DATA LINES>

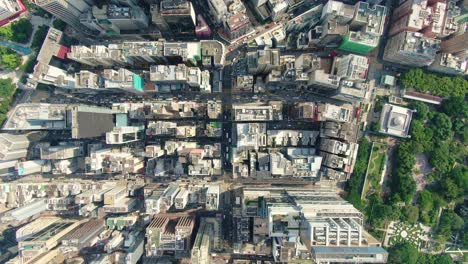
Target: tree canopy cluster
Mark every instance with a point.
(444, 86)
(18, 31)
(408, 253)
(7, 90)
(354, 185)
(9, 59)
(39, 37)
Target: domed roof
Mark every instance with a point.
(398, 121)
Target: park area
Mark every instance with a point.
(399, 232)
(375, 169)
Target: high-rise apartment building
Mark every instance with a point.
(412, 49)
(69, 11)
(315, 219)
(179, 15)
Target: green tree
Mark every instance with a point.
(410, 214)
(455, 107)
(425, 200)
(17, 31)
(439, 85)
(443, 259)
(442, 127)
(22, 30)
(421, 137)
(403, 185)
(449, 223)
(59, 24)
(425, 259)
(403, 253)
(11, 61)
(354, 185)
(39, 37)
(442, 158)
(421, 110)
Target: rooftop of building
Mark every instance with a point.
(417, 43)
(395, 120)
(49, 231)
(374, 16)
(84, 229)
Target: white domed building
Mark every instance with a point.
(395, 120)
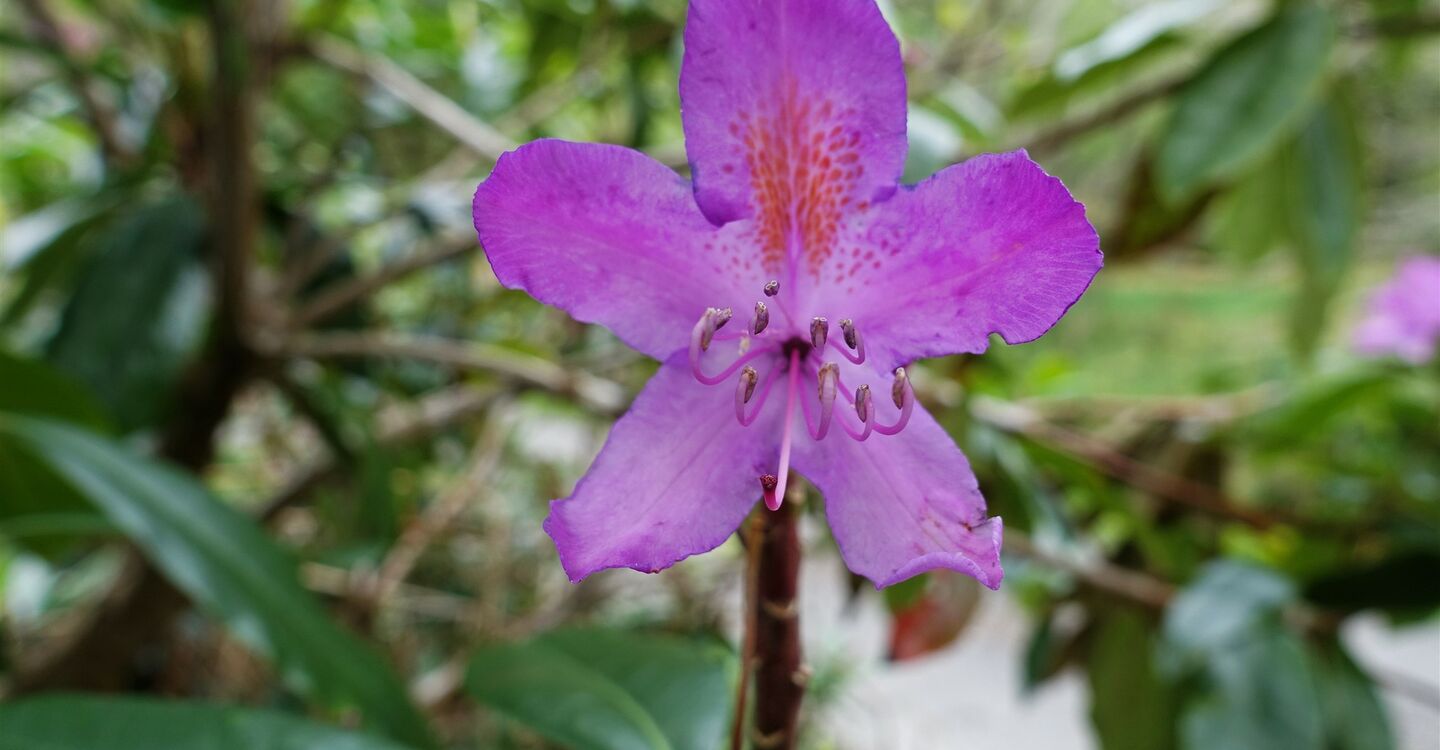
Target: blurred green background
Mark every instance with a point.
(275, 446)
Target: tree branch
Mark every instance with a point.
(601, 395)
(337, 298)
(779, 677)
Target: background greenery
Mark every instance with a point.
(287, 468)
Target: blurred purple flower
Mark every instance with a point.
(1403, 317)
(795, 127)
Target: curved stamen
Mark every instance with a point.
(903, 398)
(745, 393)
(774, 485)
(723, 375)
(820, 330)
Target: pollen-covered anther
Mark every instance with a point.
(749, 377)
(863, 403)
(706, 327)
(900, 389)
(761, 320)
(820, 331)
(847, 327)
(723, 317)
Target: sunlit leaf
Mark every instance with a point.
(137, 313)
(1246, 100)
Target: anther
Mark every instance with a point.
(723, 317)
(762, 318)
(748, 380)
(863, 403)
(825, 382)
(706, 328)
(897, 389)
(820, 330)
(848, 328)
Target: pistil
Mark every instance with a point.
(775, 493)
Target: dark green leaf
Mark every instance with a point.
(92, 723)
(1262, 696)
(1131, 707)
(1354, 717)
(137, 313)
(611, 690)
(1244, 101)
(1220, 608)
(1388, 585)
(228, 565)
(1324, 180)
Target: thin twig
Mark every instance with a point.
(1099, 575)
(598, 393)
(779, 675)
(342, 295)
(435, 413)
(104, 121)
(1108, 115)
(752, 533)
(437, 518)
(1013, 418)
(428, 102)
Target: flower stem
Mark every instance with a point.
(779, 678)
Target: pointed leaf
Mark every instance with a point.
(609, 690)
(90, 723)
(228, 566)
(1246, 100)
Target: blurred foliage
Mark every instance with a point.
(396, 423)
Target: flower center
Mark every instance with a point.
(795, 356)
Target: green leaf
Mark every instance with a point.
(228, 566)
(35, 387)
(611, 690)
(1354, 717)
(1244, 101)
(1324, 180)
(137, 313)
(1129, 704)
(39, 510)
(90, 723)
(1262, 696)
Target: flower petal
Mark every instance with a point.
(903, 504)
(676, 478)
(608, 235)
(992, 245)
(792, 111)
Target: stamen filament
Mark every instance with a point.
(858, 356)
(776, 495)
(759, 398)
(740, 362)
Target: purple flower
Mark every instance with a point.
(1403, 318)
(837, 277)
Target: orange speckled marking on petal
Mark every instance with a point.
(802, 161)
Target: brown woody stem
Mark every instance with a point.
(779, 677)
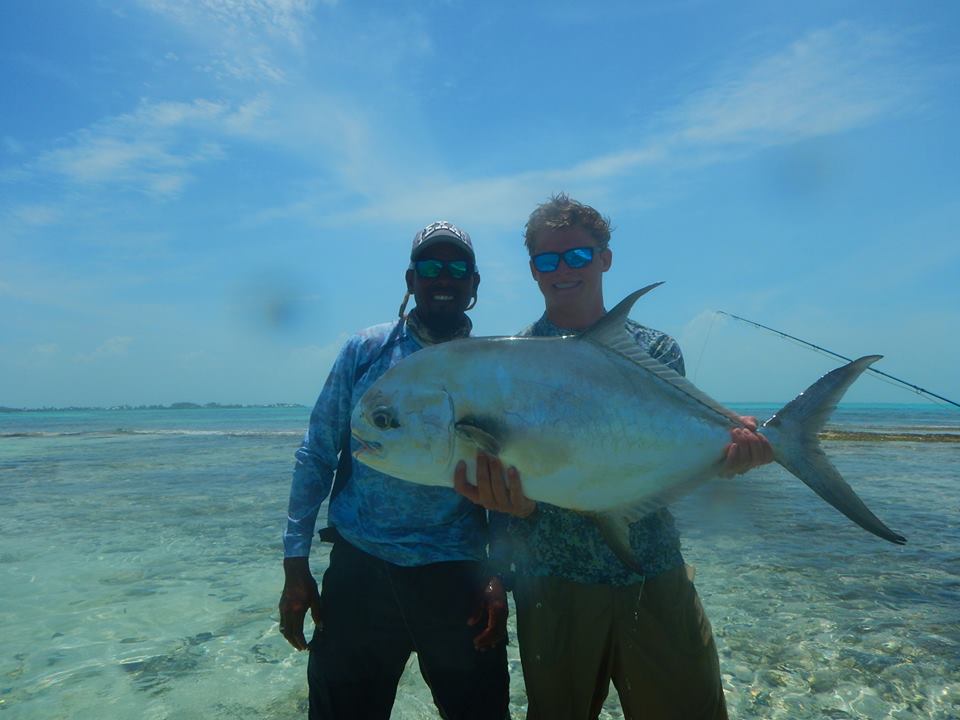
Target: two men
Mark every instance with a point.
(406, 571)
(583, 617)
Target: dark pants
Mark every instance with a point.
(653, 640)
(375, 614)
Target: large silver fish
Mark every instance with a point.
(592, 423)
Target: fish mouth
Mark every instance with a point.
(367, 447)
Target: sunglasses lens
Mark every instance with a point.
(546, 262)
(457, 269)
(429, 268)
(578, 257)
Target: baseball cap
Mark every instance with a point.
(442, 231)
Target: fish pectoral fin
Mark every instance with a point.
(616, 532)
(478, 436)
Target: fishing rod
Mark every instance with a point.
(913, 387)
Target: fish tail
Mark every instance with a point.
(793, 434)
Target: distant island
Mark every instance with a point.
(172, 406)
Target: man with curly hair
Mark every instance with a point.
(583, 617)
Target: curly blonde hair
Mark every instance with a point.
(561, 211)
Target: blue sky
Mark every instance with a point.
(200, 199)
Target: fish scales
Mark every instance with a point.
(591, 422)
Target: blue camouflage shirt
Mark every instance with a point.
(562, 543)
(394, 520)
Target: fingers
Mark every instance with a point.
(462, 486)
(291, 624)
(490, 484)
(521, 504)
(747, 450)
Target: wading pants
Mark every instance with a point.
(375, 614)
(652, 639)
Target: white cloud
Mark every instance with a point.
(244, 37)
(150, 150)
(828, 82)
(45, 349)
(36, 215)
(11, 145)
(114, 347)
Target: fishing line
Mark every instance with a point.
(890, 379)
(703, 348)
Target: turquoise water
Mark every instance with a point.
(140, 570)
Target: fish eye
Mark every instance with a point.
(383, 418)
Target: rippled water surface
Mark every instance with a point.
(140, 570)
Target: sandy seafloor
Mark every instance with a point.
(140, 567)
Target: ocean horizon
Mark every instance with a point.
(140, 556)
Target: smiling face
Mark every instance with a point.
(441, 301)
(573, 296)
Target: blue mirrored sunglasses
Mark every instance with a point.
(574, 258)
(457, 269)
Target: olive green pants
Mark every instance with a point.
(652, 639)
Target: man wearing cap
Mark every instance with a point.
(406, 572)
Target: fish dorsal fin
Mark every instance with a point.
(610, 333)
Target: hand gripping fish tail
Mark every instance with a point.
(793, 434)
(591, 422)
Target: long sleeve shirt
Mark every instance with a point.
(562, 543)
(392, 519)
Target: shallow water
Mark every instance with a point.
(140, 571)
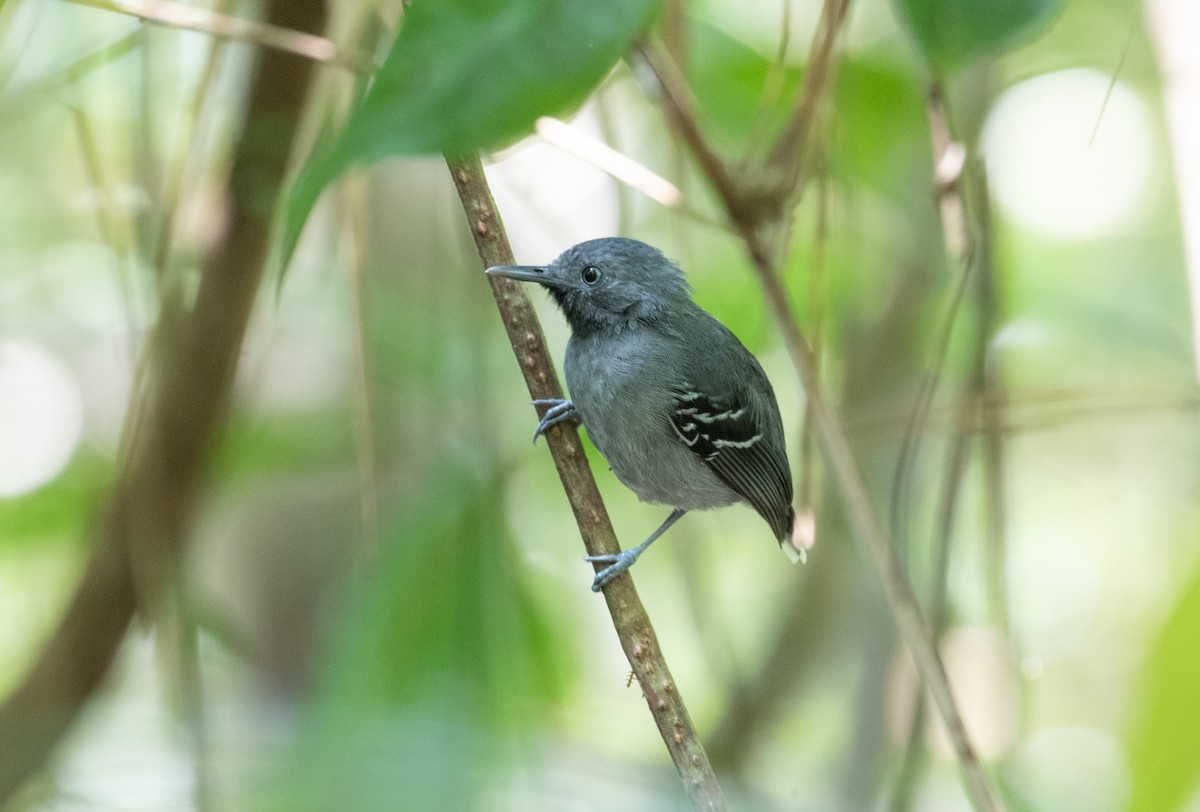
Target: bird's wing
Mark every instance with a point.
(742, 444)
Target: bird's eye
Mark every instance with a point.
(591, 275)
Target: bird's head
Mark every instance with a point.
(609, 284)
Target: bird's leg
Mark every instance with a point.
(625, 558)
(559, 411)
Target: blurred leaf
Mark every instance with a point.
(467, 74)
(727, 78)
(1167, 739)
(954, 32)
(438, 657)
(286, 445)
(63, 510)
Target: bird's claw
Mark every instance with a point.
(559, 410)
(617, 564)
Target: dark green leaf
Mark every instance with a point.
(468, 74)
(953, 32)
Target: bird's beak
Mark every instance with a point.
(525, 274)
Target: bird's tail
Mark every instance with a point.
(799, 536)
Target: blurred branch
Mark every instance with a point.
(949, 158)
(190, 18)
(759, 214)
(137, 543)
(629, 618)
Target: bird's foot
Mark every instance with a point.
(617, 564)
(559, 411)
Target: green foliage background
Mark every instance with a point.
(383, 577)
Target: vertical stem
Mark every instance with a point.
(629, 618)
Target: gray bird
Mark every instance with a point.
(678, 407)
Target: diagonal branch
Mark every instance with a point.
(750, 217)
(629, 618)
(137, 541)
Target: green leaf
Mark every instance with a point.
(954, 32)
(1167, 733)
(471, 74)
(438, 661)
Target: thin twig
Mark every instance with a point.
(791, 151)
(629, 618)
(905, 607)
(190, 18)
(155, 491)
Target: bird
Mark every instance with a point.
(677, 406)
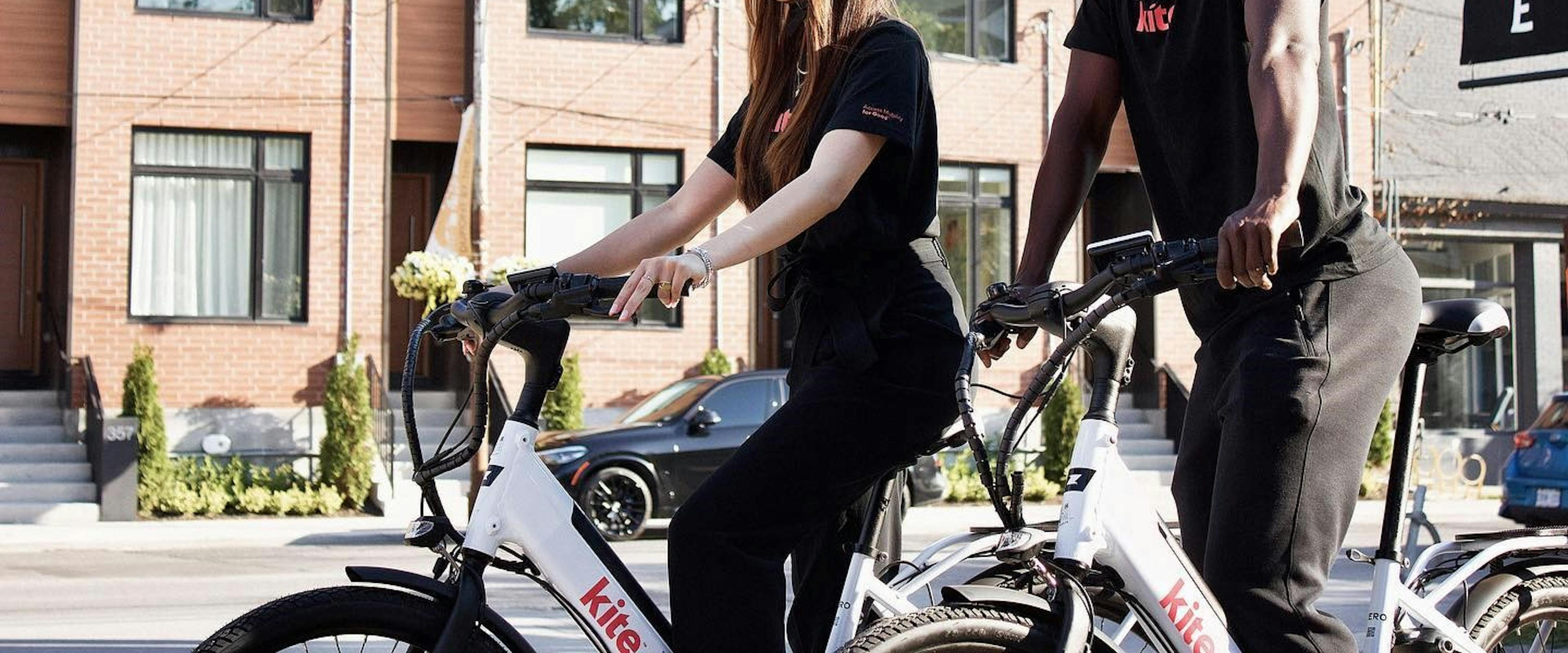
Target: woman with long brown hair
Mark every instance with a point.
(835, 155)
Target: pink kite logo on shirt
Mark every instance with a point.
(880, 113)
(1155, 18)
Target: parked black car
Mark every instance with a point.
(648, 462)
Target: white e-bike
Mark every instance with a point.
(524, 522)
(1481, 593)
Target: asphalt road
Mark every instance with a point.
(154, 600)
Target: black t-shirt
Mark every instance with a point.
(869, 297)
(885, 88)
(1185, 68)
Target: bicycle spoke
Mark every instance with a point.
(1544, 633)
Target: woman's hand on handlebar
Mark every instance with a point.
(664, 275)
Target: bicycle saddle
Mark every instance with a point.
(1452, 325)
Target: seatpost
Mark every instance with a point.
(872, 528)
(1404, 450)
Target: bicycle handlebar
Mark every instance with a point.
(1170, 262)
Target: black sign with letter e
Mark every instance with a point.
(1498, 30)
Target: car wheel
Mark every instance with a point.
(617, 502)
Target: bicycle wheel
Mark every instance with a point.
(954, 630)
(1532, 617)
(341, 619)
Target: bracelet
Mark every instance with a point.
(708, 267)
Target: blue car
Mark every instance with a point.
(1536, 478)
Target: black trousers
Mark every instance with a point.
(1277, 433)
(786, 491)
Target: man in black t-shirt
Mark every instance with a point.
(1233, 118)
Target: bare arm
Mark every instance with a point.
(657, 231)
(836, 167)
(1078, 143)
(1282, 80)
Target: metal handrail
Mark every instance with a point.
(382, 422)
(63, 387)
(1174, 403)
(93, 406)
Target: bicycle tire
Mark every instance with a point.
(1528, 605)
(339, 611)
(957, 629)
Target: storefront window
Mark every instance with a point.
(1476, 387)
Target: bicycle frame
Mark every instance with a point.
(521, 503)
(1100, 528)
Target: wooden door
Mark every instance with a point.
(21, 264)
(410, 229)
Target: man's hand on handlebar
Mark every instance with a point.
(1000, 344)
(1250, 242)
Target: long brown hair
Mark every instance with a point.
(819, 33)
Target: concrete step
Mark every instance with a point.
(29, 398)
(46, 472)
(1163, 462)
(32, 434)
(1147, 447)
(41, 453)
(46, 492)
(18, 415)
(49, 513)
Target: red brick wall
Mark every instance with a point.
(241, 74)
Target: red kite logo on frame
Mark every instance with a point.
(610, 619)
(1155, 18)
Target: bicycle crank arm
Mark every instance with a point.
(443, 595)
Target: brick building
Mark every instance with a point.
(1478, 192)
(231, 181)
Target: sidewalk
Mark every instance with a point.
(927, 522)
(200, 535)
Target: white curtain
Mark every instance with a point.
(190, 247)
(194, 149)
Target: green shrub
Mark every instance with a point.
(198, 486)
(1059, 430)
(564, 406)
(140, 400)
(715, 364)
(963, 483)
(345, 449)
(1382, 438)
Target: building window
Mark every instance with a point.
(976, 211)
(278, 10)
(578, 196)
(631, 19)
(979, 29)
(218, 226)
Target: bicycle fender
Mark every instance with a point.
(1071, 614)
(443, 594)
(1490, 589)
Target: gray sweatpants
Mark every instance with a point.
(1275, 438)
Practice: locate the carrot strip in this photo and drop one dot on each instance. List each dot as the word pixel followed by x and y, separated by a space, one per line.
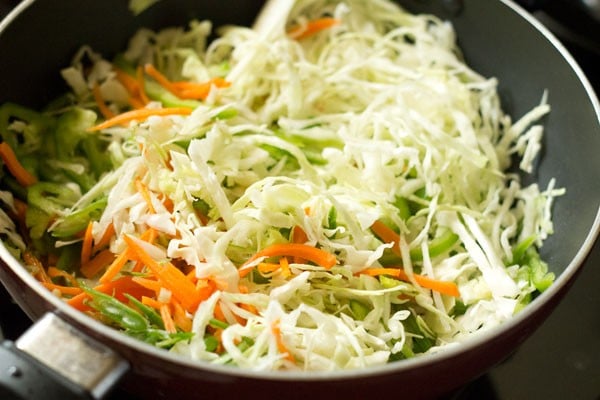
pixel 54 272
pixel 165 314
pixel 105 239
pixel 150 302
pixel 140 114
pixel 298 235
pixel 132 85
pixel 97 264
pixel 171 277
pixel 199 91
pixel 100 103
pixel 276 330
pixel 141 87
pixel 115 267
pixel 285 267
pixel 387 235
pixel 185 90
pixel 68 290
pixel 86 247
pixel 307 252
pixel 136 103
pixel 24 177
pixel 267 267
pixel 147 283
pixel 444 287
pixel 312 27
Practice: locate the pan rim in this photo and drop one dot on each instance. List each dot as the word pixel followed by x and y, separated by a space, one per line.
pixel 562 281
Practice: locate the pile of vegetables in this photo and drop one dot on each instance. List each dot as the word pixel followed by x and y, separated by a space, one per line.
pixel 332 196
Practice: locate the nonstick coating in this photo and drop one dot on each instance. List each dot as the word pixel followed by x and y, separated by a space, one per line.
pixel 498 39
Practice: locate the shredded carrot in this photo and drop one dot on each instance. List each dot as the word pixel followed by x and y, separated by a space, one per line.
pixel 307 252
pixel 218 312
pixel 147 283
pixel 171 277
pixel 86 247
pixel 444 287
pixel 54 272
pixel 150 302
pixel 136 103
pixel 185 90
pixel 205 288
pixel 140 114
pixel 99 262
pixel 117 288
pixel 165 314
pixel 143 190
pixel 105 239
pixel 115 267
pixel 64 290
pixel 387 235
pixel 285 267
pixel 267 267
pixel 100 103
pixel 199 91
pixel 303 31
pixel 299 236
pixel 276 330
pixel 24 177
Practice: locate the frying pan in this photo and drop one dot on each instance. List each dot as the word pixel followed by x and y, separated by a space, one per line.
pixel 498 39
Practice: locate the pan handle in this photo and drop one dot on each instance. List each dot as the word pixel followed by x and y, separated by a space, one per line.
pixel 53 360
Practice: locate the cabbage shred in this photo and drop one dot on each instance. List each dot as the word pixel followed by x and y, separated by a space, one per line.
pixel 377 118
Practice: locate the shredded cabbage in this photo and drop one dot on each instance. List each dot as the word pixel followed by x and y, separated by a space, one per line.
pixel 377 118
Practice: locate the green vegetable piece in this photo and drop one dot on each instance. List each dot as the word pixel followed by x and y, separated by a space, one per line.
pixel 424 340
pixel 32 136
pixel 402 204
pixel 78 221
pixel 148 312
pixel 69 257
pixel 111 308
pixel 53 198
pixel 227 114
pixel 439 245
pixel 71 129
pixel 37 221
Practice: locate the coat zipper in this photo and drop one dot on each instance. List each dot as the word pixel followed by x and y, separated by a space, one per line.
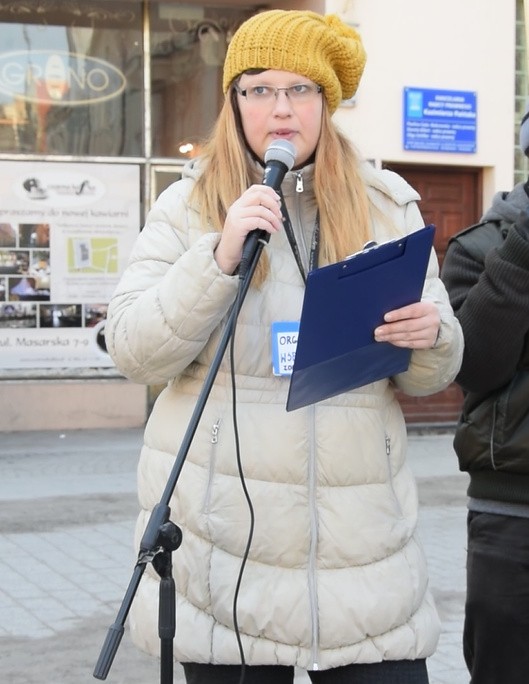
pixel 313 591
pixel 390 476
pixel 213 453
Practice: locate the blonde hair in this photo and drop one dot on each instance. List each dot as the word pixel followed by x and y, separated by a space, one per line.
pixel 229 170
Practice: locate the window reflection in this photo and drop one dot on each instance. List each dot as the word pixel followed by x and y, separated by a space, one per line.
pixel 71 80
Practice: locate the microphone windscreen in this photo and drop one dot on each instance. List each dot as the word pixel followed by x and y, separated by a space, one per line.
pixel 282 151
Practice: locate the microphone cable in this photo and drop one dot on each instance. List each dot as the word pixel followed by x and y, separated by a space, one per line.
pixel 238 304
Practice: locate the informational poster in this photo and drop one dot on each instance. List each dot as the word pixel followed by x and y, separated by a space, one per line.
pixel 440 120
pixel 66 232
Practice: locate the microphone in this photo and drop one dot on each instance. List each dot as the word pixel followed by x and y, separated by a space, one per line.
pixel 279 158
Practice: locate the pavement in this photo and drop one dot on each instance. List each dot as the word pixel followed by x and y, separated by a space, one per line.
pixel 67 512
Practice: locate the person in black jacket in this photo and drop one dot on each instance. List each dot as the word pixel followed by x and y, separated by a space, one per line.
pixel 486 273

TASK TO COMPLETE>
Begin with the line containing "Practice: locate the coat" and end with the final line of the data, printing those lines exactly and only; pictures are left out.

SOLUTION FOR THIS PROBLEM>
Practice: locate the coat zipper in this photo and drop one dot on each instance. List each dot as the word pixel followed by x and y, separated by a space, one per line.
pixel 313 591
pixel 390 476
pixel 213 453
Practice: locate the blonde hair in this photo and drop one dot on each instance. List each dot as the word pixel followed by x and y, separated by a space, one per line.
pixel 229 170
Practice: locate the window reflection in this photo and drop one dot on each instance. List each dot as the word pixel followed by x and y, separated by a space, one per line.
pixel 71 80
Practice: locate the microphone windscreen in this photo and drop one dot on each instance. List each dot as the word pixel followed by x and y, separated by a space, one per line.
pixel 282 151
Practice: locate the microphone cable in this photo and drop one dot on each instance. List each dot as the word pixel followed by x and y, separated by a space, one per line.
pixel 238 304
Practice: locate the informational poster in this photo and drop one dot on each instance. List each dot as the word pixel followed by x and y, separated by a space, one per line.
pixel 440 120
pixel 66 232
Practice: locate the microphone in this photo and drop one dot on each instance. List each dot as the word pixel followed by x and y, separated by a space, one per line.
pixel 279 158
Practice: locate the pavement in this photo and drop one dot on each instance. List each dot as the word pixel followed by x and y, separated by a space, one per line.
pixel 67 512
Practice: locate the person in black jacket in this photo and drop one dot on each instance. List each dot as the word pixel followed by x and y, separated by a space, one per line.
pixel 486 273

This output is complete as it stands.